__DOKUMENTAUSZUG__
........
Hauptsache, das Essen verdirbt nicht

Seit Ende Oktober geht das Leben auf Kuba wieder seinen gewohnten Gang. In die Jahre gekommene Chevrolets und Ladas tuckern über die Straßen Havannas, die Menschen gehen ihrem Tagwerk nach, Schlangen an den Obst- und Gemüseständen, Bars und Restaurants sind gut besucht. Die wichtigste Nachricht aber ist: Es gibt Strom. Hier und da laufen sogar wie gewohnt die Klimaanlagen. Das war nach dem Komplettausfall des kubanischen Stromnetzes anders.

In ausgewählten Stadtbezirken gibt es weiterhin rotierende Stromabschaltungen. Waren diese angekündigten Stromabschaltungen in der Vergangenheit ein Ärgernis, sind die Bewohner*innen der Hauptstadt heute beinahe froh, wenn der Strom nur wenige Stunden am Tag weg ist. Die Furcht vor einem erneuten totalen Blackout sitzt tief.

Am späten Vormittag des 18. Oktober war es zum größten anzunehmenden Unfall (GAU) gekommen. Nachdem das wichtigste Kraftwerk „Antonio Guiteras“ in der Provinz Matanzas „unvorhergesehen“ vom Netz ging, brach die Stromversorgung der Insel komplett zusammen. Guiteras und andere noch aus Sowjetzeiten stammende Wärmekraftwerke sind für einen Großteil der Stromer­zeugung im Land verantwortlich. Hinzu kommen kleinere Gaskraftwerke und dezentrale Diesel- und Heizölmotoren.

Der Komplettausfall ist im Wesentlichen auf ein Ungleichgewicht der Spannung und den daraus resultierenden Frequenzabfall zurückzuführen, hieß es vonseiten der Behörden. Im Gegensatz zu früheren Fällen waren diesmal weniger Brennstoffe verfügbar, erklärte der für das Stromnetz zuständige Direktor des Energieministeriums, Lázaro Guerra Hernández. Erst nach drei Tagen und mehreren Anläufen konnte das landesweite Stromnetz wiederhergestellt werden.

„Es ist verteufelt. Uns bleibt auch nichts erspart“, sagt Eduardo, ein Handwerker aus Havannas zentralem Stadtteil Centro. „Mehr als 70 Stunden waren wir ohne Strom.“ In den sozialen Netzwerken machten viele mit wüsten Kommentaren ihrem Unmut Luft, andere reagierten mit Galgenhumor. In den Abendstunden war mancherorts Kochtopf-Schlagen zu hören – als Protest gegen den tagelangen Stromausfall. Zu größeren Protesten aber kam es nicht.
........
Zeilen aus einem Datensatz

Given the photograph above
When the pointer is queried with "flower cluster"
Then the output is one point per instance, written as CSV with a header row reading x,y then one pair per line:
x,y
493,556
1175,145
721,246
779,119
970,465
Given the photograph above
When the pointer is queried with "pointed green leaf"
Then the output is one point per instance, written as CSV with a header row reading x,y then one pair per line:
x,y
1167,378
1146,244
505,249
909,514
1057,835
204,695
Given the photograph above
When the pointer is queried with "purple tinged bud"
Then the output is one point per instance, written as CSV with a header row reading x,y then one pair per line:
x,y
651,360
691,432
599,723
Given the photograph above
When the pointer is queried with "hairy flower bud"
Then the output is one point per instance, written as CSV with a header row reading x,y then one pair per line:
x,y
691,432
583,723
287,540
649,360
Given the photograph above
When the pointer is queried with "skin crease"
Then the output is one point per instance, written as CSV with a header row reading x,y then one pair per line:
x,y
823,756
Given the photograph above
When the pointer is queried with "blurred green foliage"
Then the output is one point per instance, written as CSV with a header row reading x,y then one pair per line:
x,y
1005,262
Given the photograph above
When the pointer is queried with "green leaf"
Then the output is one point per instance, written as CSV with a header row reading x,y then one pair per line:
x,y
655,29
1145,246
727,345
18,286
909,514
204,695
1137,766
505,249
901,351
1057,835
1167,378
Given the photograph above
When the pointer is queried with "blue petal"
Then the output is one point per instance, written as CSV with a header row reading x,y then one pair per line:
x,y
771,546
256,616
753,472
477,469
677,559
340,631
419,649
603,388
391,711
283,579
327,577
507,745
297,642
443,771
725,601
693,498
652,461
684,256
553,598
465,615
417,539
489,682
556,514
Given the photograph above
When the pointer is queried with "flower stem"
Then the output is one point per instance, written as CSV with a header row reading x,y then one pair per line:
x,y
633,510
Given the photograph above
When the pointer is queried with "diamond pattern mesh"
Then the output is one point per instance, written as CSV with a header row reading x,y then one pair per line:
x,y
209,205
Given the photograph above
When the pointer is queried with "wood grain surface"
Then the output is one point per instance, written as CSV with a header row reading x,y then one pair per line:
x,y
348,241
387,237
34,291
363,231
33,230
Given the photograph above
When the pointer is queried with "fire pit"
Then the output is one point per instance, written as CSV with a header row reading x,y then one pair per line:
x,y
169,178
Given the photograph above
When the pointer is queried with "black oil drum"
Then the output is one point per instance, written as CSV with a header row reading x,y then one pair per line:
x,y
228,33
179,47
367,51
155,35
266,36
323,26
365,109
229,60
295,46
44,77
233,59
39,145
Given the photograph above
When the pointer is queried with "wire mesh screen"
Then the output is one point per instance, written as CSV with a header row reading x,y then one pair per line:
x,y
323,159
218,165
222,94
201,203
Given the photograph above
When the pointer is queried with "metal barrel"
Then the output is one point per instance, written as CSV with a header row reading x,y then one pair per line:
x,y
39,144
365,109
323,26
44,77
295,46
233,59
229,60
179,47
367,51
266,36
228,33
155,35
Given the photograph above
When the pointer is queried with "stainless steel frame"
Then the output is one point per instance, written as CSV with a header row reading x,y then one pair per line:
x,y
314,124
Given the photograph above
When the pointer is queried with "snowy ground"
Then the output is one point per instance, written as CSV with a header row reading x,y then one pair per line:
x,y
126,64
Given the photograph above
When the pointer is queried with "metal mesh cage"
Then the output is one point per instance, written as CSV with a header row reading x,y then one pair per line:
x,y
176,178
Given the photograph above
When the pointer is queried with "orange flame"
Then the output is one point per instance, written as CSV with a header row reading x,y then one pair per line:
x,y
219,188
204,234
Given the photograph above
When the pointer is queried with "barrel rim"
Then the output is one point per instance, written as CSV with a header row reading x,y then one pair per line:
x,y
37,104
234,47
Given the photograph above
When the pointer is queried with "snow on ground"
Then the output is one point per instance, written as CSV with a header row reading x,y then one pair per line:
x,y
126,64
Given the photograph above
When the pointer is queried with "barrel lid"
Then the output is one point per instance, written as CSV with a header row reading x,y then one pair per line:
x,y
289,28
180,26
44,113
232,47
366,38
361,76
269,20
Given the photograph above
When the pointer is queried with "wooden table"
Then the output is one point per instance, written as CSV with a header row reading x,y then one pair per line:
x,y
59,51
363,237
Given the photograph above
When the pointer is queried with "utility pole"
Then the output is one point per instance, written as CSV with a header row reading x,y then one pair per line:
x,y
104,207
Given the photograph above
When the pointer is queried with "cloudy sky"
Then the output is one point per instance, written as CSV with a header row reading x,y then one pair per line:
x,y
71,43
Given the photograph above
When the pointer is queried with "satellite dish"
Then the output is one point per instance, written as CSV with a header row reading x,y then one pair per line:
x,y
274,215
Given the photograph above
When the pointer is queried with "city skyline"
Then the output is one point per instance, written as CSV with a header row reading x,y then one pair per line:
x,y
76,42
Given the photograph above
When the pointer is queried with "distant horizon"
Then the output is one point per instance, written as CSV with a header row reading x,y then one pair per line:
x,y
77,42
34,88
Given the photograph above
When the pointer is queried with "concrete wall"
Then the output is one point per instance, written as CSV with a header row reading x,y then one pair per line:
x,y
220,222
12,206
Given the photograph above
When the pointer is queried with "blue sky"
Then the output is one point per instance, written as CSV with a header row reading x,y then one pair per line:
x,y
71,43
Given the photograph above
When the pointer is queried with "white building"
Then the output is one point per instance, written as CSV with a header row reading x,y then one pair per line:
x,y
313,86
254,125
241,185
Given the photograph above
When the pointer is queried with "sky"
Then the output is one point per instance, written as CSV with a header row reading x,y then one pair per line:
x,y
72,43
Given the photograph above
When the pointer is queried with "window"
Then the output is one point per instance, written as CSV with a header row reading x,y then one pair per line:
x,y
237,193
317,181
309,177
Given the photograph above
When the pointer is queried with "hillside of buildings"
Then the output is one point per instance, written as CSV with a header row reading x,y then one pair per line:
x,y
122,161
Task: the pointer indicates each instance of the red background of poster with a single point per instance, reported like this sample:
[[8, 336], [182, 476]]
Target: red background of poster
........
__ANFORDERUNGEN__
**a)** Worauf führen die Behörden im Bericht über den Stromausfall auf Kuba den Komplettausfall des Stromnetzes zurück? Antworte in ein bis drei Sätzen.
**b)** Aktualisiere im Bericht über den Stromausfall auf Kuba den Abschnitt, der mit den Worten rund um „Am späten Vormittag“ beginnt und mit „Diesel- und Heizölmotoren.“ endet, und ersetze darin „Matanzas“ durch „Holguín“.
Die Datensätze haben mit dem Text nichts zu tun.

__ERGEBNISSE JE AUFGABE__
**a)** Auf ein Ungleichgewicht der Spannung und den daraus resultierenden Frequenzabfall. Das ist laut den Behörden im Wesentlichen die Ursache des Komplettausfalls.

**b)**
Am späten Vormittag des 18. Oktober war es zum größten anzunehmenden Unfall (GAU) gekommen. Nachdem das wichtigste Kraftwerk „Antonio Guiteras“ in der Provinz Holguín „unvorhergesehen“ vom Netz ging, brach die Stromversorgung der Insel komplett zusammen. Guiteras und andere noch aus Sowjetzeiten stammende Wärmekraftwerke sind für einen Großteil der Stromer­zeugung im Land verantwortlich. Hinzu kommen kleinere Gaskraftwerke und dezentrale Diesel- und Heizölmotoren.